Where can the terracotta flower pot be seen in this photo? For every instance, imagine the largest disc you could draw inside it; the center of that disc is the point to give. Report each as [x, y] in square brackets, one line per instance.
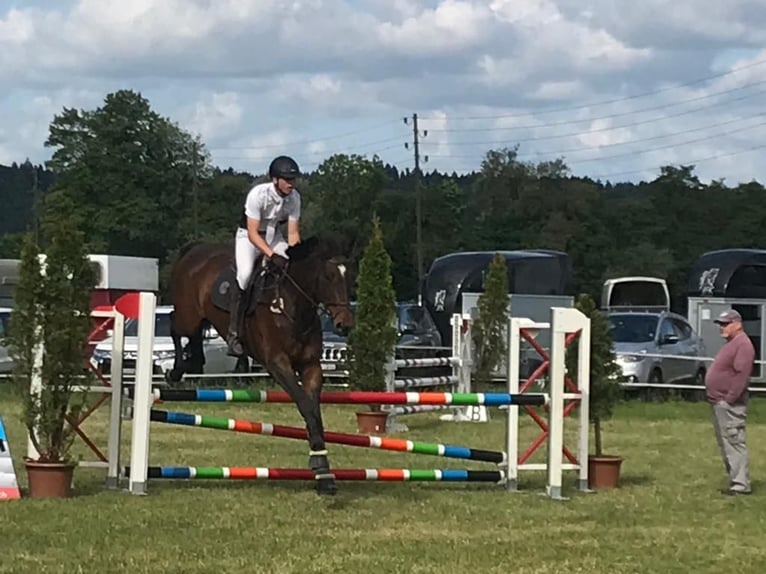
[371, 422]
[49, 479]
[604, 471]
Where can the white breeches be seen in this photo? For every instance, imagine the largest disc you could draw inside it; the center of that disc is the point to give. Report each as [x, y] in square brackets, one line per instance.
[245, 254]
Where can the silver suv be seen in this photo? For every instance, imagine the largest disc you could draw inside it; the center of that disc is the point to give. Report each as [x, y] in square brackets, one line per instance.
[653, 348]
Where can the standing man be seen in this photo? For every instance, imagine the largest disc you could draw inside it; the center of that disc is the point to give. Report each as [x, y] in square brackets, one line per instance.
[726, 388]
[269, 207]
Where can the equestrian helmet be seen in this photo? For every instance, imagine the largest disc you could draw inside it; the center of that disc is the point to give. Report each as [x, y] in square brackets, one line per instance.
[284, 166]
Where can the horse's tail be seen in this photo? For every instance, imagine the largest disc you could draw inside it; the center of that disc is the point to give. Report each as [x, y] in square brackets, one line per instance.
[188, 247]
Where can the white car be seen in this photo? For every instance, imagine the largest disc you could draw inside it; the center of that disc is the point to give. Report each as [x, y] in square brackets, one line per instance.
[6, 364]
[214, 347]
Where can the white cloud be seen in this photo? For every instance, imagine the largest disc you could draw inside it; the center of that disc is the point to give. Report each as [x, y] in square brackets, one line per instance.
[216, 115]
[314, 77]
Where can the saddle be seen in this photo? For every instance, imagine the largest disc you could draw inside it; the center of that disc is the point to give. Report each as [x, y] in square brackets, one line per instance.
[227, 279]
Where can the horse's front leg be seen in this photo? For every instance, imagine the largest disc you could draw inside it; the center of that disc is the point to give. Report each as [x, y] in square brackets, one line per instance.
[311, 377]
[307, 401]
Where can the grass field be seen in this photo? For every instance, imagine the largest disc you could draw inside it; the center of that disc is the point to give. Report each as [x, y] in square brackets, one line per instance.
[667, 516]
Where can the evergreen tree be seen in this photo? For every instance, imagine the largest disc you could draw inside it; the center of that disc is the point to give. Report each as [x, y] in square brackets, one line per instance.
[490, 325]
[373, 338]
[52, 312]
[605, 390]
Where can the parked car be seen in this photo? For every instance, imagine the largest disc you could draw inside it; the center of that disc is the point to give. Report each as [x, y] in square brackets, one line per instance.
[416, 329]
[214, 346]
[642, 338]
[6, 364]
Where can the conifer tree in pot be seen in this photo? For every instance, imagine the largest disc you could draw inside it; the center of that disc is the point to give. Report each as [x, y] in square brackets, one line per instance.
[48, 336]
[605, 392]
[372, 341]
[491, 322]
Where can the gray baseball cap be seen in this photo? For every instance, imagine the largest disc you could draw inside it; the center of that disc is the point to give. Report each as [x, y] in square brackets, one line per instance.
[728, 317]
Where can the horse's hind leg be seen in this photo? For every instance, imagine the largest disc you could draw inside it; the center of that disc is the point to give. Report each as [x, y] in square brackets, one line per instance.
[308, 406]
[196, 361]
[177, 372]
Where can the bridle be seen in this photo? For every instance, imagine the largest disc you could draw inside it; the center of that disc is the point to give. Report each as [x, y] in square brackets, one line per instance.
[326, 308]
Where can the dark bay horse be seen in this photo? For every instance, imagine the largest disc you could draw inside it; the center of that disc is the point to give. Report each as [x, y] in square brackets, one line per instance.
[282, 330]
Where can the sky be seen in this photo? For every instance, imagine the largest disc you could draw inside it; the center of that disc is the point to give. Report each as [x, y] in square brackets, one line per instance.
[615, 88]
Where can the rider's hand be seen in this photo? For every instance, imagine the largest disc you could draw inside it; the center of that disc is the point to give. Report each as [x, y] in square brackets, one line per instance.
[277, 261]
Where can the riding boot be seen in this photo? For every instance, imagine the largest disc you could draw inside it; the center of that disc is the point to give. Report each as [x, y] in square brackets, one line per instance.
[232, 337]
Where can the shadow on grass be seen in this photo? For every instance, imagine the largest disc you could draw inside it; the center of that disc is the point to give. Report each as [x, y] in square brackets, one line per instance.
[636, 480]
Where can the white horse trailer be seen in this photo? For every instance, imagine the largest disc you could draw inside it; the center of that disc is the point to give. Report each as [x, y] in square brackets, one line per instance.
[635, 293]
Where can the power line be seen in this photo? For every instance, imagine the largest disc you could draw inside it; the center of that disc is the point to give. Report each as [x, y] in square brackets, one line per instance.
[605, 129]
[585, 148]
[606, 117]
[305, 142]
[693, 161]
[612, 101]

******************************

— WRITTEN TASK —
In this exercise, set down all of the data exactly, without the pictures.

— ANSWER TO THIS TASK —
Where can the terracotta flower pot be seen in this photo? For every instance, imagine the largest disc you could draw inside it; the center of that disc is the point to give. Report each as [x, y] in square brackets, one line per instance.
[371, 422]
[49, 479]
[604, 471]
Where can the white breeches be seen in this photo? For every instance, imagine the largest disc you could draw inside it; the center of that disc is the point to give. Report each as [x, y] in square brackets, one line per instance.
[245, 254]
Where can the silver suv be seen in this photo? For every instance, imagine the largest disc you could draw inside it; the center of that disc is the point to give. Report each as [x, y] in square brackets, one line per instance.
[653, 348]
Where can the standing man be seen in this photo? For every instance, imagine the largest disc you could draw inside it; the center of that disc is the point to give. Report each as [x, y] in square brackets, one line per instance.
[726, 388]
[269, 207]
Where can the equestrian helmet be seen in this photo? For every instance, imagine the largest disc you could draw inside it; the center of that disc is the point to give. Report each as [x, y] in square brackets, one line per instance.
[284, 166]
Where can the horse's tail be seen in this photo? For every instance, imagine the largest disc you could draw inside it; the center of that disc is the point to give. Report each as [x, y] in square brackets, one line per instance.
[188, 247]
Where can the white car be seen in this photo? For every instance, imagine the largest disc you could draw inside it; the center of that disc is the point to give. Report each as [x, y] in square brackets, one line per instance.
[6, 364]
[214, 347]
Where can the white cloud be seen in this photo? For every instance, imagine the largest disc you could draw inside it; the center of that disc is the point to give. Report each as [x, y] in square brackets, one line per instance.
[216, 115]
[314, 77]
Where can the saddle be seen in this photo? For every instance, imagine the largest disc you could draw inside it; the center of that disc is the point to give. Report each as [x, y] in square brackets, one line per instance.
[227, 279]
Where can the horse's front leg be seen in this photo? For every instance, imagine the largest disc you could draw inside it; the center of that disc is the point to give. Report each as [x, y] in square brackets, one line per instance.
[311, 377]
[307, 401]
Where can the grass field be seen in this photo? For every instance, imagine the largest disc you could draw inside it; the center of that disc is the point to give. Report each as [x, y] in square brackets, one line per instance.
[667, 516]
Where can the evergreen tree be seen in this photo? For every instance, imagine the largest disc you could draw inside it; the center of that disc is the point to give. Report each as [x, y] in square brackets, one line per instance.
[490, 325]
[373, 338]
[52, 312]
[605, 390]
Where can the parked car be seen in this photo? For every instance, imagine the largest disc you could draw inside it; the center of that disc is the point to give. Report each as [x, y] in square brackets, one line per instance.
[416, 329]
[214, 346]
[642, 338]
[6, 364]
Where can the conifer tree in pot be seen in this photo? For every instance, imagine the largest disc you could draw inside it; the center of that disc is the point to give. Report each as [x, y] in square brackets, one line per instance.
[48, 336]
[605, 392]
[372, 341]
[491, 322]
Where can the gray baseball cap be seen in this photo? For every instance, imagine the largest disc you could draw inside it; the center of that disc is the point to give. Report each as [x, y] in square brackets, one line per instance.
[728, 317]
Where can the horse's hind leg be seen in this photo? For every instance, imagine the largest disc you could draw inside it; the center of that disc is the point to give. Report each as [x, y] in square brackets, one line per instance.
[308, 406]
[196, 361]
[177, 372]
Where can the bridle be seen in this photo? For every instance, imagine the largest disc you could draw inside it; the center of that disc is the point to give. Report each as [x, y] in square brackets, one line per instance.
[326, 308]
Where can the dark bay horse be seen in this photo? For every instance, imagine the largest disc you could draw inside it; the center of that disc is the point to give. Report each as [x, y] in square brackets, one line per instance.
[282, 330]
Where can the sky be seen in this photo? For every instance, imagine the largest disc you could draw inside it; the center of that disc is the point to give. Report each as [x, y] in square brackets, one line per instance.
[615, 88]
Where can the rider's hand be seen in this photo? For every instance, imagine the largest disc you could draw inside it; the center of that disc is the point to give. Report each as [x, y] in square brackets, one line per instance.
[277, 261]
Where can the riding boot be seen in this photo? For every instance, imagine the largest disc you could draw inside it; the center of that disc is the point to give. Report each as [x, y] in square brackets, one line per instance.
[232, 337]
Where can the shadow on grass be seen in this photo? For every instance, imagine the largest disc you could draw inside it; the center of that disc is the point to give. Report each as [x, y] in square brackets, one line per instance.
[636, 480]
Where can the white horse trailer be seen in this photo? For every instance, imagine the largest disc you could draw inside it; the center of that disc is the point to give. Report each as [x, y] in square brackets, one line per instance.
[635, 293]
Where can the power line be seen in this photo? For every instance, imagine the largest disc you could draw inside it; the center of that disc is the point to give. Report each as [x, y] in square brackets, one line per instance.
[605, 129]
[585, 148]
[606, 117]
[305, 142]
[693, 161]
[612, 101]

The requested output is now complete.